EXERCISE OBJECTIVE: An exact copy of the entries below is required, with all pictures removed.

MATERIAL FOR THIS TASK:
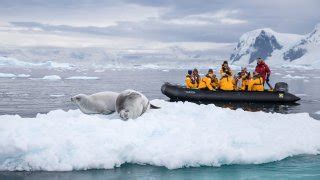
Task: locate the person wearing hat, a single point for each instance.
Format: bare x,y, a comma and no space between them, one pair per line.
190,82
245,79
196,76
225,68
208,82
256,83
227,82
263,69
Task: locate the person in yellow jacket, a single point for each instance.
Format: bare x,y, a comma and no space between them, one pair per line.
227,82
214,82
225,68
207,82
190,82
256,83
245,79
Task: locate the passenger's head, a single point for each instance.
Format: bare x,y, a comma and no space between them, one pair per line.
259,61
225,63
195,71
243,69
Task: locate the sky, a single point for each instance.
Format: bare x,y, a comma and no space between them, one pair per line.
145,24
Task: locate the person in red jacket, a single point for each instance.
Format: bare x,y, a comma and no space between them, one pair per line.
263,69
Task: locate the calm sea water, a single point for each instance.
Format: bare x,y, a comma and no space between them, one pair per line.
32,95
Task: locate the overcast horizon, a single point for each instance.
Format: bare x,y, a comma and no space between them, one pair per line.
140,24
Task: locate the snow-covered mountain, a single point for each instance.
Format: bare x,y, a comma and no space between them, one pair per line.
113,58
278,48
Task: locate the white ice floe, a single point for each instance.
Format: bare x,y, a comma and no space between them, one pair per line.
289,76
175,136
10,75
12,62
52,77
23,75
83,77
57,95
7,75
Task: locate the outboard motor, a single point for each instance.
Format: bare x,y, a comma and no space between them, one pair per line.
281,87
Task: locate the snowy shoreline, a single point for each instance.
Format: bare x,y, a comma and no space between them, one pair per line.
174,136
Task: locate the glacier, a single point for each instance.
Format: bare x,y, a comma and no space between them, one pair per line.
278,48
176,136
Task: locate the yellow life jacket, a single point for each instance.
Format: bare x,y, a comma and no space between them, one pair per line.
189,83
214,82
256,84
227,83
205,83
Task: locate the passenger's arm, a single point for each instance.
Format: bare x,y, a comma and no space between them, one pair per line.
188,83
208,83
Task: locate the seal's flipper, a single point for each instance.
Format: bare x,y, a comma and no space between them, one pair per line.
153,106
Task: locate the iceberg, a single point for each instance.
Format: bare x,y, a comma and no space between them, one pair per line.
175,136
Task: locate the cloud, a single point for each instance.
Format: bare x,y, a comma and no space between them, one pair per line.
222,17
221,21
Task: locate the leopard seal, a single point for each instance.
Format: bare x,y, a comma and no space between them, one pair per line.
131,104
98,103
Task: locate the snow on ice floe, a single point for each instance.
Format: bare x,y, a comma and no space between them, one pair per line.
175,136
56,95
10,75
7,75
289,76
12,62
83,77
51,77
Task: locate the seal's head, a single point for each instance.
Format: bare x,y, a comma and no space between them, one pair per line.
124,114
78,98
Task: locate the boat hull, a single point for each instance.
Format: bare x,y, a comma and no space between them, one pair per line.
180,93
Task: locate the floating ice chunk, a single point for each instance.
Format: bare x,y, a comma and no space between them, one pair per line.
57,95
23,75
52,77
289,76
83,77
7,75
175,136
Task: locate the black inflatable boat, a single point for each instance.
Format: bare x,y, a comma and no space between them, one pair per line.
180,93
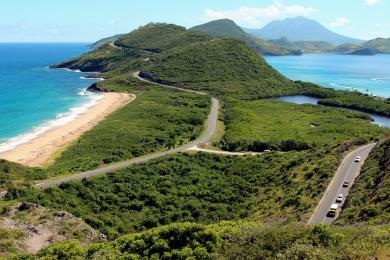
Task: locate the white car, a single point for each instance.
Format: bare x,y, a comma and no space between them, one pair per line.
339,198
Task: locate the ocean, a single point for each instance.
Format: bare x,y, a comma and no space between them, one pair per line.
366,74
35,98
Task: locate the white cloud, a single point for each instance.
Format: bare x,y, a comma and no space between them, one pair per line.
372,2
253,16
339,22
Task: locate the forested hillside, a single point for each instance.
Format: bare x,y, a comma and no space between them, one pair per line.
369,200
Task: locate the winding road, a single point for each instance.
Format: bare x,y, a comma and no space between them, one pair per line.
211,126
348,171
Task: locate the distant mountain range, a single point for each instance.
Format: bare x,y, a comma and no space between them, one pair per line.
301,29
227,28
292,36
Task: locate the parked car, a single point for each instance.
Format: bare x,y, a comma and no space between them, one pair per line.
333,210
339,198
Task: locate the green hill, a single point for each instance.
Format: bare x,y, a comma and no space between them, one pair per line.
369,200
227,28
104,41
220,66
233,240
160,37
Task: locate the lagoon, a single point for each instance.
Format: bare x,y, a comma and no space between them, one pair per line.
366,74
382,121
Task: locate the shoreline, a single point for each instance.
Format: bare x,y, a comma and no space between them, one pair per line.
37,151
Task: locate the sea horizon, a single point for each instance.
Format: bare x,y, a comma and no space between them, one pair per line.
365,74
35,97
78,100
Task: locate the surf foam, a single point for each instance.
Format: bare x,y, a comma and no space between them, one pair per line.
61,119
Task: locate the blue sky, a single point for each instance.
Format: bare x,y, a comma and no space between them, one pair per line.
90,20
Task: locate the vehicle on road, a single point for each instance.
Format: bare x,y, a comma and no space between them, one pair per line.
333,210
339,198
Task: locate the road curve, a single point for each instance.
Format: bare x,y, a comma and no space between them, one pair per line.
211,126
348,171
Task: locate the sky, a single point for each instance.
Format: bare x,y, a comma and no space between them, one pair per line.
91,20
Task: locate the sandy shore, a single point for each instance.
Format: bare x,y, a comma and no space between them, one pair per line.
36,152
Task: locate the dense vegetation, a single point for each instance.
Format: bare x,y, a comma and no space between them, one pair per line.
234,240
227,28
267,124
369,200
304,46
104,41
201,187
160,37
9,241
156,120
13,173
223,67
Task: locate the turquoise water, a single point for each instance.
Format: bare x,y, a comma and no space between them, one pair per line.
382,121
366,74
35,98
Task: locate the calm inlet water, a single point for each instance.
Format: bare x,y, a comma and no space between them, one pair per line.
35,98
379,120
366,74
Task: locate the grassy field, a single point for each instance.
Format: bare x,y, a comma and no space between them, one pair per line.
268,124
156,120
223,67
198,187
15,174
235,240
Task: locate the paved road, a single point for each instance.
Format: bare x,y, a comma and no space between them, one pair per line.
137,76
348,171
212,124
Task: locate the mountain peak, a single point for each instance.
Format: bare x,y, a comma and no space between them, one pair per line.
301,29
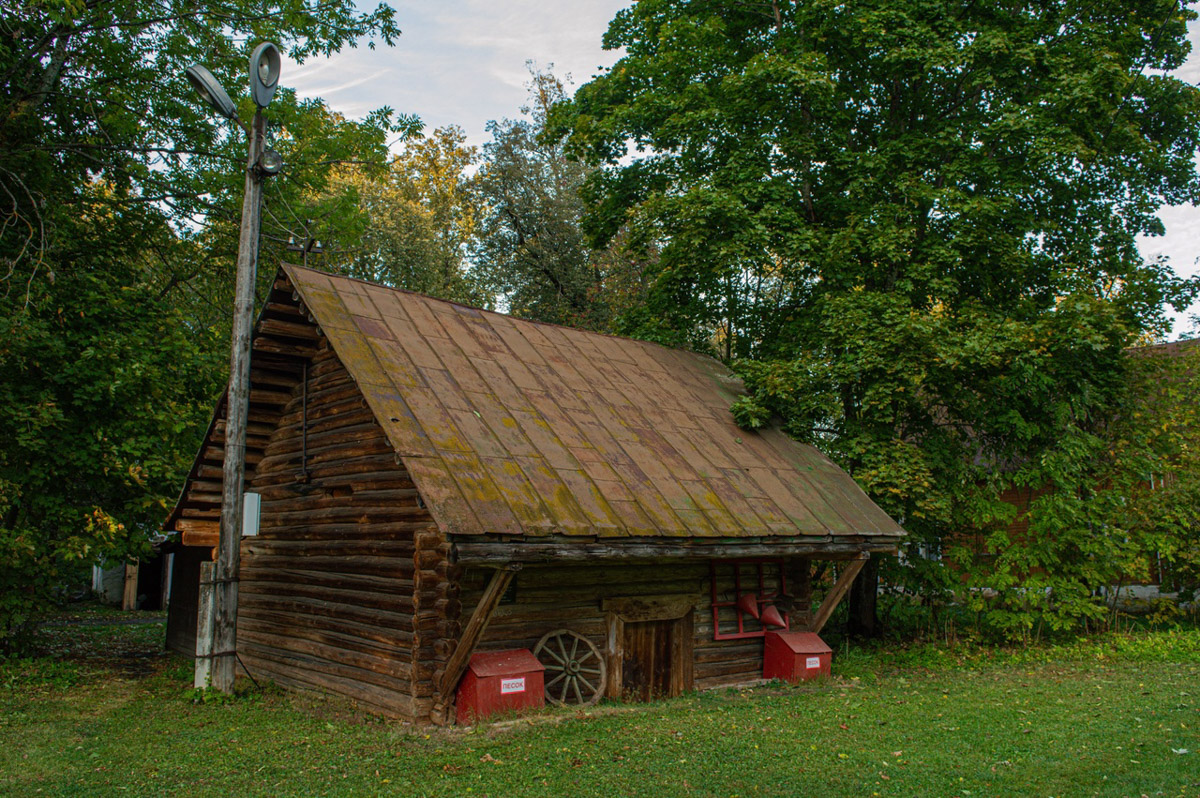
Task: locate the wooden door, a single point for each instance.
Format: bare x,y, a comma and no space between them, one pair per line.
655,659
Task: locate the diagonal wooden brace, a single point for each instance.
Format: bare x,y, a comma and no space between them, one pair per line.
474,629
838,593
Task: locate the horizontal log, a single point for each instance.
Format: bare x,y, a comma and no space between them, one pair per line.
681,547
197,527
347,681
381,618
300,641
202,539
395,484
277,328
361,599
256,556
397,637
343,547
328,579
274,346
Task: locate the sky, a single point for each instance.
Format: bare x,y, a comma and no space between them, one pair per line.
463,64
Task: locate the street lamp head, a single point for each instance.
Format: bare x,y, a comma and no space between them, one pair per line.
210,91
269,163
264,73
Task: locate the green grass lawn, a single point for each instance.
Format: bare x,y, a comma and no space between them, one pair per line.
105,713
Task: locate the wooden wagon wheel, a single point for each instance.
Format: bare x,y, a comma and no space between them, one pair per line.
575,669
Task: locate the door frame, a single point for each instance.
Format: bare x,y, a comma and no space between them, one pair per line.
619,611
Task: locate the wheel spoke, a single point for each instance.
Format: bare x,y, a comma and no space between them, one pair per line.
562,649
547,649
575,669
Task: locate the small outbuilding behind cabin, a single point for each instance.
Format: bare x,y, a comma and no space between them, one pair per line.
438,480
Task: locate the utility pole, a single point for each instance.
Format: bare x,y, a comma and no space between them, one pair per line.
216,643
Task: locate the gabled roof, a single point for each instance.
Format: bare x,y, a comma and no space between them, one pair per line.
525,430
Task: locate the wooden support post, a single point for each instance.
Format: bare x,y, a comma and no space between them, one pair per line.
838,593
471,634
204,617
223,651
130,597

RESPONSE FOR THIS EXERCISE:
Task: locate the person wearing hat, a single point for each instance.
Format: bare x,y, a comma and no space between them, one pair per line.
190,82
245,79
196,76
225,68
208,82
256,83
227,82
263,69
Task: locate the person in yellow jacket, a single point for each instance.
Format: bare x,y, a comma and no space between them, one pair per line.
227,82
214,82
225,68
207,82
190,82
256,83
245,79
Task: locate the passenger's head, a single point for each instance.
Format: bare x,y, a comma and no space between them, one pair per line.
259,61
225,63
195,71
243,69
Task: locate the sky, a single point for each instance.
Format: bare x,y, a comma and no space between them, one pair per line.
145,24
Task: locate the person in red jacket, a single point for each instance.
Format: bare x,y, a comma and no space between them, one pair per line.
263,69
Task: locate the calm sea water, a single point for each instance.
Format: bare x,y, a comma and no space between them, one pair per line.
32,95
Task: locate the overcast horizon, a single point for each instance.
Format: bare x,y, a comma and no space between them, one pair per line.
140,24
Task: locate the snow-covered mountain, a single point for each instance.
Format: bare x,y, a comma and no space between them, one pair per line.
113,58
278,48
Task: locate the white ice floe, a single point for each instance.
Format: bare x,y, a comma and no space between them, one pair per line.
289,76
175,136
10,75
12,62
52,77
23,75
83,77
57,95
7,75
Task: locate the outboard motor, a single point for each instance.
Format: bare x,y, a comma and no space between them, one pair per line.
281,87
Task: locate the snowy shoreline, a single point for each instance.
Format: bare x,y, a comma and no space between them, one pair per line.
174,136
Task: locate the glacier, a single point for each instance.
Format: bare x,y, a comma and no space between them, one pair per line.
278,48
176,136
Task: locate the yellow life jacket, a single point for each instance.
Format: bare x,y, a comma and no space between them, one pair per line.
189,83
214,82
256,84
227,83
205,83
Task: locate the passenger's arm, a single point for each instance.
Format: bare x,y, a comma and no space between them, one pair per line.
188,83
208,83
Task: locate the seal's flipper, a single point for each instance.
Format: bare x,y, a comma and no space between them, one pair per line.
153,106
Task: locate the iceberg, a single point for each instance.
Format: bare x,y, a comma and no space between them, one pair per line.
175,136
Task: locate the cloud, a single point for each instance.
Format: bare x,y, a comma and no space between them, one pair per line.
222,17
221,21
Task: locate the leopard seal, a single point for each instance.
Format: bare x,y, a comma and no space between them, one pair per line.
131,104
98,103
Task: locate the snow on ice floe, a single point for each instance.
Format: bare x,y, a comma and no space between them, one pair per line.
175,136
56,95
10,75
7,75
289,76
12,62
83,77
51,77
Task: locate the seal's head, a single point for each instance.
Format: bare x,y, a comma and no space between them, one pair per line.
124,114
78,98
Task: locate the boat hull, a single point for each instance.
Format: bare x,y, a comma and no space between them, one pair per line.
180,93
Task: locate the floating ice chunk, a single point for each instance.
Format: bare x,y, a comma and no space between them, one pair per line.
57,95
23,75
52,77
289,76
83,77
7,75
175,136
Task: locate the black inflatable boat, a single point for each instance.
Format: bare x,y, a comma and no space between them, one pair per line.
180,93
Task: locate the white car, a single point for each instance.
Format: bare x,y, a comma and no space between them, one pair per line.
339,198
Task: locate the ocean, a single point for each instance.
Format: bare x,y, a comma and no space between them, one pair per line.
366,74
35,98
Task: locate the white cloud, a single point for each instance.
Format: bare x,y, a comma and no space between them, one pair per line.
372,2
253,16
339,22
Task: locate the forested hillside, a single point for each instance.
Format: bare x,y, a comma and no space between them, one pair per line.
369,200
Task: locate the winding road, a single point for each instance.
Format: bare x,y, a comma and no space between them, one pair per line.
211,126
348,171
Task: locate the distant mountain range, a single point for each instance.
Format: bare x,y, a comma and no space between them, one pair per line.
301,29
227,28
292,36
Task: locate the parked car, a single point for each instance.
Format: bare x,y, a comma and no space between them, one pair per line.
333,210
339,198
Task: locate the green hill, a single point for each instance.
Format: bare x,y, a comma and no space between them, one pair per line.
369,200
227,28
104,41
220,66
233,240
160,37
Task: locate the lagoon, a single point for each instance.
Format: bare x,y, a comma and no space between them, one pair per line.
366,74
382,121
Task: locate the shoreline, a single point for each instance.
Format: bare x,y, a comma and no space between them, one pair per line.
37,151
Task: locate the sea horizon, a single point for each instance.
Format: bare x,y, a comma and no space between them, one pair per line.
365,74
35,97
78,100
Task: locate the surf foam, a single point for each instance.
Format: bare x,y, a comma and no space between them, one pair per line.
61,119
Task: locate the blue sky, a single point for each instance.
Format: bare x,y, a comma and no space between them, one pair per line.
90,20
Task: locate the vehicle on road, a single point for each instance.
Format: bare x,y, a comma and no space between them, one pair per line.
333,210
339,198
Task: locate the road curve, a single point for each instance.
Format: bare x,y, a comma and no space between them, one pair per line.
211,126
348,171
Task: locate the sky, a single point for each instance.
Format: bare x,y, a comma and no space between them, one pair per line.
91,20
Task: locate the sandy shore, a single point for each instance.
Format: bare x,y, a comma and no space between them, one pair per line.
36,152
Task: locate the dense vegetation, a single point for each instance.
Format: bare x,y, a comma and no space between them, one pair per line.
234,240
227,28
267,124
369,200
304,46
104,41
201,187
160,37
9,241
156,120
13,173
223,67
Task: locate the turquoise water, a single point for each instance.
Format: bare x,y, a comma and no space between them, one pair per line.
382,121
366,74
35,98
Task: locate the calm inlet water, a single point for each instance.
Format: bare x,y, a comma and no space between them, one pair per line.
35,98
379,120
366,74
Task: locate the grassy field, a single point for each instance.
Format: bare x,y, a comma and no space between them, one pair per line.
268,124
156,120
223,67
198,187
15,174
235,240
Task: locate the paved road, a single point for each instance.
Format: bare x,y, a comma and no space between them, one pair per line.
137,76
348,171
212,124
Task: locate the mountain peak, a single point for each instance.
Format: bare x,y, a comma and no space between them, one pair per line.
301,29
Task: locate the wooden door, a single point for each instance.
Format: bare x,y, a comma and no space between them, one pair per line.
655,659
Task: locate the diagonal wooden brace, a single point for each instance.
Format: bare x,y, a comma and no space between them, one pair per line.
474,629
838,593
Task: locate the horizontal log, a single point for each instance.
Format: bare x,y, a comma and no space between them, one pair per line.
681,547
197,527
347,681
381,618
300,641
202,539
395,484
277,328
361,599
256,556
397,637
343,547
328,579
274,346
Task: locate the sky, a single point for each instance.
Format: bare x,y, a comma and no space between them, one pair per line.
463,64
Task: locate the street lamp head, a single point for each instance.
Format: bare x,y, a comma and no space between them, one pair per line.
210,91
269,163
264,73
Task: locate the green grass lawn, a single point for each instance.
Format: bare x,y, a comma and no space between them, one pair per line.
105,713
Task: locate the wooden wagon wheel, a single point for each instance.
Format: bare x,y, a comma and no space between them, one pair per line.
575,669
Task: locate the door frame, a single point for each instance.
Format: bare x,y, a comma and no space between them, one pair per line.
619,611
Task: locate the wheel spoke, a single point for each instance.
Format: bare x,y, a comma and no space between them, one pair per line.
562,649
547,649
575,669
Task: locate the small outbuilding behind cabin, a single point for each instance.
Format: bare x,y, a comma and no space between them, one pair per line.
438,480
Task: locate the utility pole, a single point for each instance.
Format: bare x,y, a comma and no space between them, one pair per line.
216,643
Task: locate the gabled roof, a single point for each instance.
Format: bare x,y, a comma and no space between them, one pair per line.
525,430
Task: locate the wooden support post, a single point for each instance.
Format: bare x,y, a comma and no space between them, one pair per line.
838,593
471,634
204,617
223,651
130,597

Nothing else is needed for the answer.